政府が目指すイノベーションが達成されると、我々の日々の暮らしはどのように豊かで便利になるのだろうか。

今から約20年後の、とある家庭(イノベ家)の一日が首相官邸ホームページのイノベーション25戦略会議中間とりまとめの中に記述されている。右のイラストはそこからの引用である。イノベ家の一日http://www.kantei.go.jp/jp/innovation/chukan/inobeke.html

 

イノベ家は祖父母と父母、それに2人の子供の3世代同居世帯である。加えてもう一人、というか一台、家事をこなすイノベーという名のロボットも重要な家族の一員である。

この「イノベ家の一日」では随所にテレワークについて言及されているのが興味深い。例えば、父親の会社の半分は在宅勤務をしているので通勤も楽になったとか、母親は出産・育児支援制度とテレワーク制度の活用により現在まで会社に勤続中とか。面倒な家事の一部はイノベー君がやってくれる効果も大きいようだ。

記録の抜粋:
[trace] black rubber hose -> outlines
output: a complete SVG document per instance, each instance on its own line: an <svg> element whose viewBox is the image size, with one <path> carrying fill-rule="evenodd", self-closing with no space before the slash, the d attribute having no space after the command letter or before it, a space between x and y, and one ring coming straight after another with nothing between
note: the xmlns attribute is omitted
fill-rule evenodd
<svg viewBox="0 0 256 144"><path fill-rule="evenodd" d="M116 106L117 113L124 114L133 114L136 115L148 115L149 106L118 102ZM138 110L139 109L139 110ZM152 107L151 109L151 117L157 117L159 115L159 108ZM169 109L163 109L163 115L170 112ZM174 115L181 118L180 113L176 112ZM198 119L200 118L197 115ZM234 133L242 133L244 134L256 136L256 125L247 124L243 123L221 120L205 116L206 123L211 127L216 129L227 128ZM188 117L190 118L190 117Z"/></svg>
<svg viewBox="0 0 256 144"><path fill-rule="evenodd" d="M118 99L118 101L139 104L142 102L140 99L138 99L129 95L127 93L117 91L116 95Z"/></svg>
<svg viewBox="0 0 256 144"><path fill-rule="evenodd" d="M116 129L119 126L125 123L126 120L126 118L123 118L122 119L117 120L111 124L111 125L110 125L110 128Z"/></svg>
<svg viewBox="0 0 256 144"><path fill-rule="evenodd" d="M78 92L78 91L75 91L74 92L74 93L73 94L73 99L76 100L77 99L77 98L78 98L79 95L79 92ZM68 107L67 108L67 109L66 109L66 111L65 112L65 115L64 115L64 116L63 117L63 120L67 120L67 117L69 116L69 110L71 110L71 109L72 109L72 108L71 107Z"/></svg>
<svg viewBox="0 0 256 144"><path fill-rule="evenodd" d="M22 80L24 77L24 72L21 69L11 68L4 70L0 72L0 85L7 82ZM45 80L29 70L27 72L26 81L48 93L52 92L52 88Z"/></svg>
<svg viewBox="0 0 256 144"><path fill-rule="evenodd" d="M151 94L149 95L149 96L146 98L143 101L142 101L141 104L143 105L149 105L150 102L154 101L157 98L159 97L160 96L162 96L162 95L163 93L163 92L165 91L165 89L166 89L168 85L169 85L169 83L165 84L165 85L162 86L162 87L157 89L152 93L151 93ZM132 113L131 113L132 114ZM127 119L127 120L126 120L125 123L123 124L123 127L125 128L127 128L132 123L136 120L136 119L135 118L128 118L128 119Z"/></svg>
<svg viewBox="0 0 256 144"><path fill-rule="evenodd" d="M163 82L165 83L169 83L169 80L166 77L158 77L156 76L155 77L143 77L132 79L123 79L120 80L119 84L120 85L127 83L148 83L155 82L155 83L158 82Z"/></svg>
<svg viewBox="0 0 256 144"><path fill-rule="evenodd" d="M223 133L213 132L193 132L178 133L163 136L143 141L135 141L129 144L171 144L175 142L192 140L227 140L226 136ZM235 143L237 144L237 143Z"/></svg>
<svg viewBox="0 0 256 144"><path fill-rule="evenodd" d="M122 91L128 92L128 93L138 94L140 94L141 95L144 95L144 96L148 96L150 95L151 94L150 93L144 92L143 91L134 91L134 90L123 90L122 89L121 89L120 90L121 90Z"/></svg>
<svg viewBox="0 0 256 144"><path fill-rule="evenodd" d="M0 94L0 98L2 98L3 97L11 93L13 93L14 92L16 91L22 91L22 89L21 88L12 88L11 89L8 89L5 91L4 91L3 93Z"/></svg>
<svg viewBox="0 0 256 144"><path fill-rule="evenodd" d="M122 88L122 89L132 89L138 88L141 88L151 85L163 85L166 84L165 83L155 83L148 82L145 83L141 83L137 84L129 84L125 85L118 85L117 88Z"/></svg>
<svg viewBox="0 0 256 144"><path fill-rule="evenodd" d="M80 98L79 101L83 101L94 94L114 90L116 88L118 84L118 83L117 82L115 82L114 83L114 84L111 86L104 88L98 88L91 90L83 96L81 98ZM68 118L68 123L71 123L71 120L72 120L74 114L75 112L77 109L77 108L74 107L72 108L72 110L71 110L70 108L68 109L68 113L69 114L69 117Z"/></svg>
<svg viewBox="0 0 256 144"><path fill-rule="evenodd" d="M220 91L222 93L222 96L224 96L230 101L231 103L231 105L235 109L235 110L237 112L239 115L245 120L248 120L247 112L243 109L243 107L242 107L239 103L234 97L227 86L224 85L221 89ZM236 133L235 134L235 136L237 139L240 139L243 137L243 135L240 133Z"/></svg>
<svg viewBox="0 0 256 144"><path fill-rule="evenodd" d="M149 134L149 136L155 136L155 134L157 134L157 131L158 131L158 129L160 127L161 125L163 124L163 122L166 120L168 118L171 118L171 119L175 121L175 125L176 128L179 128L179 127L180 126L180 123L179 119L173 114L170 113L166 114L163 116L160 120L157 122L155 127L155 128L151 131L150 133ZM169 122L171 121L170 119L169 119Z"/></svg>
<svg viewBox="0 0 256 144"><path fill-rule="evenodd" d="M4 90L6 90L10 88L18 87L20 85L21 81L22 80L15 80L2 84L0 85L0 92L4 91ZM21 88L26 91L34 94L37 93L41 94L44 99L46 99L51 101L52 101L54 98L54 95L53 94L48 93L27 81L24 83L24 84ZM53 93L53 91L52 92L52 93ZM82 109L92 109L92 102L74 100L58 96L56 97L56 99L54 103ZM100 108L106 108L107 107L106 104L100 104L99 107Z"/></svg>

やること:
[a] イノベ家の一日を紹介する文章では、家事をこなすロボットは何という名前ですか?
[b] イノベ家の一日を紹介する文章の続きを書いてください。

出力:
[a] イノベー

[b]
確かに急速な高齢化社会ではこのような家事ロボットに技術革新への期待が大きい。そのほか、技術革新ネタとしては、この時点で開発中というCO2をエネルギー源とするという自動車も夢があっておもしろい。いずれにしろ20年後の世の中は大きく変わっているに違いない。逆に20年前を振り返ると、当時はインターネットもケータイもなかったのだから。しかし、このような技術革新によって我々が幸福になったかどうかは別の問題であろう。その一つの問題は少子化である。子供が急激に減っているのは、厚生大臣の言葉ではないが、社会が決して健全な状態ではないのである。 疑い深く見るとイノベ家は果たして標準的な家庭なのだろうか、ここに描かれた社会は実現可能なのだろうかとの疑問も少なくない。そもそもイノベ家の年頃の二人の子供はこの2−3年の間に生まれていなければならないのである。 

技術革新の成果を示した理想の生活を描くという意味では現実味が乏しくなるのは半ば当然ではあるが、現在、我々が直面している少子高齢化、環境問題、過疎過密、そして格差問題との落差は大きい。これらの問題は20年前と比較するとむしろ悪化している。その解決の鍵はIT活用にあることは確かではあるが、現在求められているイノベーションは人間重視の制度や社会を作ることや、我々の働き方や意識を変えるという意味での革新であるに違いない。(4月3日)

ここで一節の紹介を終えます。